_Data_
####################

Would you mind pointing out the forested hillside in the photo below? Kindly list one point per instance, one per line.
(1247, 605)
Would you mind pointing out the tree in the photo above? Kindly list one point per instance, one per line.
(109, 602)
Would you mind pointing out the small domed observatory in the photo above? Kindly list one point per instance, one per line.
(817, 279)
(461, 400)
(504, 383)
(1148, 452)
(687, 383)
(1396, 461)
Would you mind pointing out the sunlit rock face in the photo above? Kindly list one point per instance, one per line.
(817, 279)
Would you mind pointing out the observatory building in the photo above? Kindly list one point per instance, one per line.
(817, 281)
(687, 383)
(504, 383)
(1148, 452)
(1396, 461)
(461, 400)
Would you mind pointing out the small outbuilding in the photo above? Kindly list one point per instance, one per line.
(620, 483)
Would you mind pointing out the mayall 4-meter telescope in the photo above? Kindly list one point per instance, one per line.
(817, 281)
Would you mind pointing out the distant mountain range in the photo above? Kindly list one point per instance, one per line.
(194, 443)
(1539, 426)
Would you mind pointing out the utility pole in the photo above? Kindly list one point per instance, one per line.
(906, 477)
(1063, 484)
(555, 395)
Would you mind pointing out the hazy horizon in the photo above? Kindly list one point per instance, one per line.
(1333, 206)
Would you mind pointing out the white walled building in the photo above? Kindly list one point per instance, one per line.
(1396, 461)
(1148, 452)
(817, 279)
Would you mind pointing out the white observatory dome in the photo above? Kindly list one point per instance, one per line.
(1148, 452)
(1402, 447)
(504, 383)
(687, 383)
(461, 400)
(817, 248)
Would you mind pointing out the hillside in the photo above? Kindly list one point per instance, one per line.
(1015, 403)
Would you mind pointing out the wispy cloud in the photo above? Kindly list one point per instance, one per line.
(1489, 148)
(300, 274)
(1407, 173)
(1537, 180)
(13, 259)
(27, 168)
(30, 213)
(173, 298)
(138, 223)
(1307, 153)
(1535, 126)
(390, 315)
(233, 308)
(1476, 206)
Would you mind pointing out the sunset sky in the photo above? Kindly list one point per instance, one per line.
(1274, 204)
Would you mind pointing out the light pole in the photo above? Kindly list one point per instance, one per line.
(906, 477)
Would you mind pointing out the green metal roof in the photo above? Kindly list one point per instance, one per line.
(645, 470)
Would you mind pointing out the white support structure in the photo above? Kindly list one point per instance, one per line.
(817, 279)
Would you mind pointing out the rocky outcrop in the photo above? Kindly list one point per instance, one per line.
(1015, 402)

####################

_Task directions_
Would you return the entries exactly as they stand?

_Output_
Would you mind pointing out the forested hillside in the photo below? Kindly list one point per instance, one per line.
(1247, 605)
Would you mind pointing out the tree in the photo above? Kindly list one point per instance, one per line.
(109, 602)
Would you mind pointing out the small domed observatory in the photo above? Kindly list one point per instance, one per line.
(817, 279)
(461, 400)
(504, 383)
(1148, 452)
(687, 383)
(1396, 461)
Would you mind pointing out the sunlit rock face in the photo above? Kindly list one point per instance, one per line.
(817, 279)
Would you mind pointing out the observatory building in the photo above? Kindly list one point per instance, one per line.
(817, 281)
(687, 383)
(504, 383)
(1148, 452)
(1396, 461)
(461, 400)
Would you mind pointing out the small outbuilding in the photo above? Kindly list one point per instance, one per line.
(620, 483)
Would you mind pointing out the mayall 4-meter telescope in the photo above? Kindly list one point per instance, one per line.
(817, 281)
Would you mind pointing out the distant mountain range in the photo above? Kindly list one point per instance, one per line.
(194, 443)
(1539, 426)
Would you mind pointing out the utility pole in the photo above? Kindly list one point per instance, one per line.
(906, 477)
(1063, 484)
(555, 395)
Would you mind pointing out the hazy horizon in the photo above? Kindly list one point per instance, one per line.
(1333, 206)
Would you mind pointing out the white walled building in the photo above? Kindly list one point per instance, one per line.
(1396, 461)
(1148, 452)
(817, 279)
Would you mind pointing out the white observatory dome in the photo above? Kindly list one point per instance, one per line.
(1148, 452)
(1402, 447)
(504, 383)
(687, 383)
(461, 400)
(817, 248)
Would you mind pointing out the hillside in the photo above? Kindly list one point per instance, one per line.
(1015, 403)
Would you mind pointing out the wispy cloud in the photo above? Kindly list one point per instance, one per line.
(1489, 148)
(300, 274)
(1407, 173)
(1537, 180)
(13, 259)
(27, 168)
(30, 213)
(173, 298)
(138, 223)
(1307, 153)
(1535, 126)
(390, 315)
(233, 308)
(1476, 206)
Would you mind pointing out the sunset sky in the photo above? Kindly list one point per instance, one per line.
(1274, 204)
Would you mind pointing out the light pole in the photo above? Kindly list one point per instance, one per line.
(906, 477)
Would you mind pointing out the green metal roof in the photo above? Kindly list one point per instance, one per line.
(645, 470)
Would you mind pointing out the white support structure in the photo above? Kindly list one point per instance, one per line.
(817, 279)
Would you mind pointing out the rocky outcrop in the photo above? Kindly list one point per instance, one per line.
(1015, 402)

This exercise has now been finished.